[INSTRUCTION 1]
From the article on Carole Abbott, quote the stretch from "Carole Abbott was" through "back in August.".
[INSTRUCTION 2]
According to the article on Carole Abbott, on what date did Portman tell Peter Albanie about Abbott's background?

[QUOTED TEXT]
-- START --

Carole Abbott was an expert witness in child sex-abuse cases. What she witnessed at home was a different matter.

Wrong and wrong, responds Portman. Not only was he -- or anyone else in his office, which handles many, if not most, sex-assault cases in Arapahoe County -- notinformed that Abbott had been canned, but he insists that Peters and Chambers had an obligation to reveal what they knew about Abbott back in August.

"They made the decision to fire the lady on that same information, but it wasn't important enough to tell us?" he asks. "Apparently the importance of it escaped them."


Portman and the public defender's office have not been the only attorneys caught off guard by the inconsistencies between Abbott's personal and professional lives.

Early last year, a grandmother of four Adams County boys saw two of them simulating sex. She informed the mother, who called the police. The children were taken immediately to Sungate, where, in March 1999, Carole Abbott interviewed one of them. Out of that interview and a subsequent police investigation, a family friend was accused of molesting two of the boys; a third allegedly witnessed the assaults.

Rick Kornfeld, a private attorney in Adams County, was hired to defend the man. He says as late as early January, he knew nothing about Carole Abbott's firing or the criminal charges filed against her. Later, after hearing rumors, he checked into her background and discovered Abbott's problems at home. He, too, says prosecutors either were hiding damaging information about a star witness or simply fell down on the job.

"Carole Abbott's report was crucial in my case," he says. "Basically, you have a bunch of kids making accusations. There are no witnesses, no physical evidence, nothing. Her interview was everything. So they needed to tell us; credibility of a witness is always germane."

In mid-January, Peter Albanie, a private attorney in Denver, was called in to work on an Arapahoe County sex-assault case in which Abbott had conducted the forensic interview. He knew nothing of her background, either, until January 20, when Portman approached him outside the courtroom and told him. Albanie, too, immediately requested that the Arapahoe County DA's office be taken off the case.

-- END --

[EXTRACTED INFORMATION]
-- START --

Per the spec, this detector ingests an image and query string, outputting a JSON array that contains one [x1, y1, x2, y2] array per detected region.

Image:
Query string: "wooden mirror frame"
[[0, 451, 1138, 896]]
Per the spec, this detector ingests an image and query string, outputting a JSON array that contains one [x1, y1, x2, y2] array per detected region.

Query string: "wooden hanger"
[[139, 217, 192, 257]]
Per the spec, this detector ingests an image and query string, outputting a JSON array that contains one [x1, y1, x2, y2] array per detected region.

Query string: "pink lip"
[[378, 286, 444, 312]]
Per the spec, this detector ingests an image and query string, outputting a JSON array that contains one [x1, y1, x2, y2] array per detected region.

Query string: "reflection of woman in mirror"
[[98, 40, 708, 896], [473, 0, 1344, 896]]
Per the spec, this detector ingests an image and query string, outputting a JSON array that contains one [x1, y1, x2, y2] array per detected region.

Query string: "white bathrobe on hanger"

-- END --

[RESPONSE 1]
Carole Abbott was an expert witness in child sex-abuse cases. What she witnessed at home was a different matter.

Wrong and wrong, responds Portman. Not only was he -- or anyone else in his office, which handles many, if not most, sex-assault cases in Arapahoe County -- notinformed that Abbott had been canned, but he insists that Peters and Chambers had an obligation to reveal what they knew about Abbott back in August.

[RESPONSE 2]
January 20